TEXT SECTION -

Content starts

A child is considered to have urinary tract infection (UTI) when the urine of the child grows bacteria during a microbiological test and the amount is significantly high (more than one lakh per ml). During childhood 5% of girls and 2% of boys get UTI. In the new-born period more boys get UTI than girls. Among the girls half can get a second UTI within a year.
- Why is UTI important in children?
- How do we suspect urinary infection?
- How is UTI diagnosed?
- How is UTI managed?
- What is Vesico Ureteric Reflux (VUR)?
- How do we diagnose VUR?
- Can it be familial?
- What is the treatment for VUR?
- Is it safe to give a child long term antibiotics? Will it reduce the immunity?
- When is operation required for VUR? What does it involve?
- What are the other problems that might require operation?
- What are the general measures one should take to prevent urine infections?
Why is UTI important in children?
The incidence of underlying kidney problem is far higher in children compared to adults. 30-50% of children with UTI can have a kidney problem. If left untreated, they can lead to multiple infection, kidney scarring and in the long term hypertension and renal failure.

Content ends

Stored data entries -

Content starts

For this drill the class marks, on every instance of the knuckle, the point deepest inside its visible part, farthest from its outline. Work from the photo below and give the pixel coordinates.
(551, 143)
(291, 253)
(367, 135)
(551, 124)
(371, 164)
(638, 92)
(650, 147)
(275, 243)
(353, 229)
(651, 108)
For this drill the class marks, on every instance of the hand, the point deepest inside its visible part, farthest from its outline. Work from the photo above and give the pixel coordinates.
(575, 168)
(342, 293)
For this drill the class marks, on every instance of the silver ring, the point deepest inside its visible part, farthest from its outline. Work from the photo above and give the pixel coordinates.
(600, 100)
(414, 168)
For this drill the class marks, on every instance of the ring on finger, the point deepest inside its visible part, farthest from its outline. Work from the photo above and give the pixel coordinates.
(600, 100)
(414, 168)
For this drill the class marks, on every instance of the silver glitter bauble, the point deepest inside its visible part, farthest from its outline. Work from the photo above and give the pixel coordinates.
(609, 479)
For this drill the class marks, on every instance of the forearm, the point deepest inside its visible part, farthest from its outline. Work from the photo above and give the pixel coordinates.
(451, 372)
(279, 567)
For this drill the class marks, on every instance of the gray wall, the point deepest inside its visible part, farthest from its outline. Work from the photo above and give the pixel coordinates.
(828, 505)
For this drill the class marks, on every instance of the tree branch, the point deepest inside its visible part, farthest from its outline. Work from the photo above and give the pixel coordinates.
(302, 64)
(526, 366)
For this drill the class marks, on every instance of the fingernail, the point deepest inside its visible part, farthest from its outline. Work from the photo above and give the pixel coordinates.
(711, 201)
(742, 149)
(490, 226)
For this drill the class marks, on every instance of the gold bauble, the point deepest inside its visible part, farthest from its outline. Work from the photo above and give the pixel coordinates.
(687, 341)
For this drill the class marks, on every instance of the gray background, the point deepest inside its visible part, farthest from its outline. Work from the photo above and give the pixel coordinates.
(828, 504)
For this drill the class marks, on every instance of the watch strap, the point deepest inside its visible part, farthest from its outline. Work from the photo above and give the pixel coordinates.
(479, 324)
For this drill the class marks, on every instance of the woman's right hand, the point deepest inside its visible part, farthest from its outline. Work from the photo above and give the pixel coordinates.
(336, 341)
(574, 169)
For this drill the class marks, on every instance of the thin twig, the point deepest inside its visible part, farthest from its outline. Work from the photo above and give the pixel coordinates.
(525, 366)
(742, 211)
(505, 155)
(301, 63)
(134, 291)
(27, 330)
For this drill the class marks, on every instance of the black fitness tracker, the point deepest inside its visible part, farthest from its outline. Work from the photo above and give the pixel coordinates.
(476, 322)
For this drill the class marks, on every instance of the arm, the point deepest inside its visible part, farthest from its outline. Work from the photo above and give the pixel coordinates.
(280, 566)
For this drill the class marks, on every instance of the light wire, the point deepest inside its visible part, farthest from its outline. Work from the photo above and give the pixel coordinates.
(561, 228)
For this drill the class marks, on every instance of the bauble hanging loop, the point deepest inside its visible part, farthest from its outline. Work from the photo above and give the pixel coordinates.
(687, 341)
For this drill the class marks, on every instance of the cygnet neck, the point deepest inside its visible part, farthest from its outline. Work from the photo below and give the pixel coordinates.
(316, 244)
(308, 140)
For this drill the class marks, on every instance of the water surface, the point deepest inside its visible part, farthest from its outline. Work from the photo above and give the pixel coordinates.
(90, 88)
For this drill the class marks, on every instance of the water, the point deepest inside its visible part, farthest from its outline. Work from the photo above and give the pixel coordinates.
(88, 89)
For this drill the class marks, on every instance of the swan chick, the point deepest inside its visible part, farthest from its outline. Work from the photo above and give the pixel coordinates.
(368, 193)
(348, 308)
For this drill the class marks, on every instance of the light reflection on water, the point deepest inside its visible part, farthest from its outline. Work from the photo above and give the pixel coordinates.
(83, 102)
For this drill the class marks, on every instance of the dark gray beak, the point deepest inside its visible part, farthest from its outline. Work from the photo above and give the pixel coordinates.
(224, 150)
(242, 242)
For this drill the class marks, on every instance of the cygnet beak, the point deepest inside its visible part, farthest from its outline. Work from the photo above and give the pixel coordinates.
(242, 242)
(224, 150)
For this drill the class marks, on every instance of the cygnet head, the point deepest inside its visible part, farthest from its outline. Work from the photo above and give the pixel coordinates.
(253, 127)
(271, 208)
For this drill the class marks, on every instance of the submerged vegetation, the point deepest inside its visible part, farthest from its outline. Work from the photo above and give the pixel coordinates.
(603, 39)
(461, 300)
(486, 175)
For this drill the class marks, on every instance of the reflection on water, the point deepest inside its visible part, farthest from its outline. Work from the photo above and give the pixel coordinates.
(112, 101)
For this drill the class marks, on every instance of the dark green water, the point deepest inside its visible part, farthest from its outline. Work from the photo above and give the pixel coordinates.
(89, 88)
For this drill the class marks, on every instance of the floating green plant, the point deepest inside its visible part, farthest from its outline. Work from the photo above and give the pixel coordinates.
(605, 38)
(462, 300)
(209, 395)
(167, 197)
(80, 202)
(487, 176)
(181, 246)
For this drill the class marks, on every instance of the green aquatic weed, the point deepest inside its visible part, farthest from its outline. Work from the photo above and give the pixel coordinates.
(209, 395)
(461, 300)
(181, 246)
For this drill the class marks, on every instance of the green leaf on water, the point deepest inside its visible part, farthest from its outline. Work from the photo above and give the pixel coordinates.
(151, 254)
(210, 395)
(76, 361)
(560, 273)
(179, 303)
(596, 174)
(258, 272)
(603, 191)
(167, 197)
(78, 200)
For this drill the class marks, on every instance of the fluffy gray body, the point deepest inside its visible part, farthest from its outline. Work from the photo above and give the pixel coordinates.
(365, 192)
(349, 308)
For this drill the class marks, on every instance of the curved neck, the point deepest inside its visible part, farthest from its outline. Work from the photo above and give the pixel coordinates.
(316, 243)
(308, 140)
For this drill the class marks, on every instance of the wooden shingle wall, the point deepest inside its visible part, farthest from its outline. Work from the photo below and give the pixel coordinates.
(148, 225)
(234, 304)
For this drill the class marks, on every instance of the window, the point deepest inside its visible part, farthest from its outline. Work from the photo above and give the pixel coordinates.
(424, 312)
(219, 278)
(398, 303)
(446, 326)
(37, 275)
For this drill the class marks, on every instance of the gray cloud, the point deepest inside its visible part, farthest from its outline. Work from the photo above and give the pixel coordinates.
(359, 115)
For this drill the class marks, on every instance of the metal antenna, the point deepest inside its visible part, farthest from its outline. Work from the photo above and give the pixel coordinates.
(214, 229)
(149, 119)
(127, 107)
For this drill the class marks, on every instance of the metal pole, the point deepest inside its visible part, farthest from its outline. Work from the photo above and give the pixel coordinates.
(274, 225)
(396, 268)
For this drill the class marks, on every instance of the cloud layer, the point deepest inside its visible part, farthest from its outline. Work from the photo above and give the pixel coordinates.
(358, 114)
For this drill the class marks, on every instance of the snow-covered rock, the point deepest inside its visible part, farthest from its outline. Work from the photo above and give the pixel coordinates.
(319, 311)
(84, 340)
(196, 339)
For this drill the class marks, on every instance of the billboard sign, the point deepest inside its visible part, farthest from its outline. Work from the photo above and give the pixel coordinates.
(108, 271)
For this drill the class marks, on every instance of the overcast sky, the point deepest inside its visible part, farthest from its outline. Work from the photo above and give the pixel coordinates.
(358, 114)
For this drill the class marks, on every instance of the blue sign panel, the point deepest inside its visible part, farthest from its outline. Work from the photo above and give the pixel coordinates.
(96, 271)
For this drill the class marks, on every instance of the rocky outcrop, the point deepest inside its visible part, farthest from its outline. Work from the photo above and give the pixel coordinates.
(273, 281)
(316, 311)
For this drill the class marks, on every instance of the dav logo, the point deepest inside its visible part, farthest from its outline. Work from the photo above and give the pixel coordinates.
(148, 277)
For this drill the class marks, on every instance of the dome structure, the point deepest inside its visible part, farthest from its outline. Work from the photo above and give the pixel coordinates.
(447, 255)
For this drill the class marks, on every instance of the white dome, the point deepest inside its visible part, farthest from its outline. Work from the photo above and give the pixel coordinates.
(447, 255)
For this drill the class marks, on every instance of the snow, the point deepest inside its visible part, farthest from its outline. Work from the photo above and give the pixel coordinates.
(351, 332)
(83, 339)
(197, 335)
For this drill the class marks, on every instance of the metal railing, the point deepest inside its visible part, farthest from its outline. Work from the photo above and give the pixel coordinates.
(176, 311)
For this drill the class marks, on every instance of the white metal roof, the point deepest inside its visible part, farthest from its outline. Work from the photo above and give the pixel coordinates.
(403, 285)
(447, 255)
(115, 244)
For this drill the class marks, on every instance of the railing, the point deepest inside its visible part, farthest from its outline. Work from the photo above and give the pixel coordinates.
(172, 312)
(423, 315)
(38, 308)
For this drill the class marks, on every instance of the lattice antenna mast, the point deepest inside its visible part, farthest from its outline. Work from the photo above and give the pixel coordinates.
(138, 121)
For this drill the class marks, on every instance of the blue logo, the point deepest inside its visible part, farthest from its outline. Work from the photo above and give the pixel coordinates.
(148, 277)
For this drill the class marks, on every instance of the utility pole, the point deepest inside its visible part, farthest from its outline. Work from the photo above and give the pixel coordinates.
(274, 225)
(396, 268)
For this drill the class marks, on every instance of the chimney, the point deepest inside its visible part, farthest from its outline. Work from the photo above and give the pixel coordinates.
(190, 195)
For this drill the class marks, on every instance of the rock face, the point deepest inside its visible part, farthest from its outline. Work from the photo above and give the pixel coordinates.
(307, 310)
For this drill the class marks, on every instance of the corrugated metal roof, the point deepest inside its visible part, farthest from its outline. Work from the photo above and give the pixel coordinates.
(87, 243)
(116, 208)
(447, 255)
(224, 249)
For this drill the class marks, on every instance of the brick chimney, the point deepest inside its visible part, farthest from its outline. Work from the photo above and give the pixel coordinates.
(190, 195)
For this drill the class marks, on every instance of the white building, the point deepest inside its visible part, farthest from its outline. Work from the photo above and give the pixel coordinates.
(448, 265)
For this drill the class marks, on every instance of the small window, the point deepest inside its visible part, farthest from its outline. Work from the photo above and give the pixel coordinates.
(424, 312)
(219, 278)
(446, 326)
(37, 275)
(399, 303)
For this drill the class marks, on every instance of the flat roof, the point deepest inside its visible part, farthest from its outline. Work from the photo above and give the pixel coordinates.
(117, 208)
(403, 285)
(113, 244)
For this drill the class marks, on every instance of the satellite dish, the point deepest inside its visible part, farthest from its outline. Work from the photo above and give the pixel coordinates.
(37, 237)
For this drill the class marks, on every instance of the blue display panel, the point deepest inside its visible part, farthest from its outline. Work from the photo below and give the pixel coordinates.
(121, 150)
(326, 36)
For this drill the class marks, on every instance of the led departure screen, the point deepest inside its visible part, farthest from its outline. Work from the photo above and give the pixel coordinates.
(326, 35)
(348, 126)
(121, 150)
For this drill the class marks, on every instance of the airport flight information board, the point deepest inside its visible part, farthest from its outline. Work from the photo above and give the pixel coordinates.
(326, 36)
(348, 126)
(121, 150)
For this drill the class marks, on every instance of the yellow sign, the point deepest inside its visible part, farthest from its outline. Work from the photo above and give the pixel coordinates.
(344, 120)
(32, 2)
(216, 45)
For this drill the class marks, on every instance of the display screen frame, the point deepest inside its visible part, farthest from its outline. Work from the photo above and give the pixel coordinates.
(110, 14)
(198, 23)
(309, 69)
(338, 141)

Content ends

PROBLEMS TO WORK ON -
- A) In the text on urinary tract infection in children, what share of children with UTI can have a kidney problem?
- B) Please reproduce the text on urinary tract infection in children, starting at "- When is operation" and ending at "prevent urine infections?".

ANSWERS TO THIS EXERCISE -
- A) 30-50% of children with UTI.

- B)
- When is operation required for VUR? What does it involve?
- What are the other problems that might require operation?
- What are the general measures one should take to prevent urine infections?